***** Supplied passage *****

OpenAI Partners with Cerebras for 'Near-Instant' Code Generation with GPT-5.3-Codex-Spark, Diversifying Beyond Nvidia
OpenAI has launched GPT-5.3-Codex-Spark, a new coding model designed for near-instantaneous response times, marking its first major inference partnership outside of its traditional Nvidia-dominated infrastructure. This model runs on hardware from Cerebras Systems, a chipmaker specializing in low-latency AI workloads. The move comes as OpenAI navigates a complex relationship with Nvidia, faces criticism over ChatGPT ads, secures a Pentagon contract, and experiences internal organizational changes. While an OpenAI spokesperson stated that GPUs remain foundational, Cerebras complements these by excelling in workflows requiring extremely low latency, enhancing real-time coding experiences. Codex-Spark is OpenAI's first model built for real-time coding collaboration, claiming over 1000 tokens per second on ultra-low latency hardware, though specific latency metrics were not provided.
OpenAI on Thursday launched GPT-5.3-Codex-Spark, a stripped-down coding model engineered for near-instantaneous response times. This deployment signifies the company's first significant inference partnership outside its traditional Nvidia-dominated infrastructure. The model operates on hardware provided by Cerebras Systems, a Sunnyvale-based chipmaker renowned for its wafer-scale processors that specialize in low-latency AI workloads.
This partnership emerges at a critical juncture for OpenAI. The company is currently navigating a strained relationship with its long-standing chip supplier, Nvidia. Concurrently, it faces increasing criticism regarding its decision to introduce advertisements into ChatGPT, has recently announced a Pentagon contract, and is experiencing internal organizational upheaval, including the disbandment of a safety-focused team and the resignation of at least one researcher in protest.

***** Extracted material *****

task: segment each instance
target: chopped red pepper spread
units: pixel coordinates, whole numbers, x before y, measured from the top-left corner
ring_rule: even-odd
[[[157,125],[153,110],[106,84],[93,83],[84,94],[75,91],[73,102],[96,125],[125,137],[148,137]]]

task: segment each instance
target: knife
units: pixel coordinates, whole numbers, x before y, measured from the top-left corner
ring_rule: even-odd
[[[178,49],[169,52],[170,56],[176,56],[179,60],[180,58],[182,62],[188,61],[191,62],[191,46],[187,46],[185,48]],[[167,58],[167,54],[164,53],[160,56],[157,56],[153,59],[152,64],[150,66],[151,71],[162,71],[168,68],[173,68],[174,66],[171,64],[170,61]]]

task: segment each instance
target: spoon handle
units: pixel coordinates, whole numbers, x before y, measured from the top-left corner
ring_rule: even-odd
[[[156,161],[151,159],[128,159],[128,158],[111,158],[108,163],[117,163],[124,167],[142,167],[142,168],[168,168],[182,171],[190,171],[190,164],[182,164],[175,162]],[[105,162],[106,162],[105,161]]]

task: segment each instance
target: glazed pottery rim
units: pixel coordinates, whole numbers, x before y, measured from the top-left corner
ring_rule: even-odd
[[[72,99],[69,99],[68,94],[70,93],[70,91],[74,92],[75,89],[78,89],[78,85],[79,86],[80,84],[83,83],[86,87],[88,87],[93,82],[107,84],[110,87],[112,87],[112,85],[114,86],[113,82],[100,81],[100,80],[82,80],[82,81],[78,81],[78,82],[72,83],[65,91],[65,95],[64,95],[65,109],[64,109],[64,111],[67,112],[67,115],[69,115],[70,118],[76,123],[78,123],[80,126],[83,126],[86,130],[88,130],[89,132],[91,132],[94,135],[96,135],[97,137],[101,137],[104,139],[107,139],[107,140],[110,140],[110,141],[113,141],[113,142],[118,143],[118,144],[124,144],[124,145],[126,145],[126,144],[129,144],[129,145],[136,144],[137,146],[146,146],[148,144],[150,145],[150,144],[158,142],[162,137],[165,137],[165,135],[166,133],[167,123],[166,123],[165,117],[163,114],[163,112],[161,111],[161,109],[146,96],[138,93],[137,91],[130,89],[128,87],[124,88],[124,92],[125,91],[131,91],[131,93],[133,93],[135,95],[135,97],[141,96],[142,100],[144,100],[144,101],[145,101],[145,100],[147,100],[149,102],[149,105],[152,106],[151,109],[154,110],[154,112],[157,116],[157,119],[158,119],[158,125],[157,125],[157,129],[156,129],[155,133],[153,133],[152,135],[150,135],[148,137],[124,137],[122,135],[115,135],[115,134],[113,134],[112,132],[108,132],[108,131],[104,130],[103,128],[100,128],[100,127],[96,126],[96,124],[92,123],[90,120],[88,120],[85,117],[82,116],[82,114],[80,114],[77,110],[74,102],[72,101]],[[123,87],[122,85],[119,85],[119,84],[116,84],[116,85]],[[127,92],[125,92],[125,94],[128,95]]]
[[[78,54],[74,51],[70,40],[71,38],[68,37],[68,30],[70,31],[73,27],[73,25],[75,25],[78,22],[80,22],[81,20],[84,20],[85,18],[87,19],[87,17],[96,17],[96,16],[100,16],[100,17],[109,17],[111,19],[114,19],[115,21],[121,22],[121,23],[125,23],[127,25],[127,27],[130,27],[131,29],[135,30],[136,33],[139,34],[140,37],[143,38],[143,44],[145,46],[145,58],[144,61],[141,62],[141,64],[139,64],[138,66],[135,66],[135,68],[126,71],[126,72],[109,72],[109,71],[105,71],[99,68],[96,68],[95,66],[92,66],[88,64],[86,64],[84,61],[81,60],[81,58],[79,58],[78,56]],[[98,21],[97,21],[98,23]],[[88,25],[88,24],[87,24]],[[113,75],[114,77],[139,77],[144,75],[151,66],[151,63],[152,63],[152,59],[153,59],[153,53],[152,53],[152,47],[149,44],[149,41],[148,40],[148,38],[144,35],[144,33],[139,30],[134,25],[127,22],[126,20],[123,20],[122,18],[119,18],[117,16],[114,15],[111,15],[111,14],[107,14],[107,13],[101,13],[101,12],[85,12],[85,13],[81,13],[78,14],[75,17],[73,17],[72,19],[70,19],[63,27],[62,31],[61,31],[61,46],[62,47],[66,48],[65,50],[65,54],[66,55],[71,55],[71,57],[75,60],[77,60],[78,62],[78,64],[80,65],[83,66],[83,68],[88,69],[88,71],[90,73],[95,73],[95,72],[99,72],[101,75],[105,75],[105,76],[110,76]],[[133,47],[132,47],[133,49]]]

*****

### Instructions
1. Answer these from the article on OpenAI's Cerebras partnership:
(a) In which city is Cerebras Systems based?
(b) What output rate does Codex-Spark claim?
(c) Which two internal changes at OpenAI does the article list?
2. In the article on OpenAI's Cerebras partnership, turn the paragraph beginning "This partnership emerges at a critical juncture" into a short bulleted list that keeps its main facts.
3. Pick up the article on OpenAI's Cerebras partnership after its final sentence and write the next paragraph.

### Answers for the exercise
1.
(a) Sunnyvale.
(b) Over 1000 tokens per second.
(c) The disbandment of a safety-focused team and the resignation of at least one researcher in protest.

2.
The partnership comes at a critical time for OpenAI, which is:
- navigating a strained relationship with Nvidia, its long-standing chip supplier
- facing growing criticism for introducing ads into ChatGPT
- coming off a recently announced Pentagon contract
- going through internal upheaval, including the disbandment of a safety-focused team and the resignation of at least one researcher in protest

3.
An OpenAI spokesperson clarified the strategic importance of this new collaboration to VentureBeat, stating, "GPUs remain foundational across our training and inference pipelines and deliver the most cost effective tokens for broad usage." The spokesperson added, "Cerebras complements that foundation by excelling at workflows that demand extremely low latency, tightening the end-to-end loop so use cases such as real-time coding in Codex feel more responsive as you iterate." This careful articulation, emphasizing the foundational role of GPUs while positioning Cerebras as a complement, highlights OpenAI's delicate balancing act as it diversifies its chip suppliers without alienating Nvidia, which remains the dominant force in AI accelerators.
OpenAI acknowledges that these speed gains come with certain capability tradeoffs, which the company believes developers will accept. Codex-Spark is presented as OpenAI's inaugural model specifically designed for real-time coding collaboration. The company asserts that the model can deliver more than 1000 tokens per second when served on ultra-low latency hardware. However, OpenAI declined to provide specific latency metrics, such as time-to-first-token figures, only stating that "Codex-Spark is optimized to feel near-instant."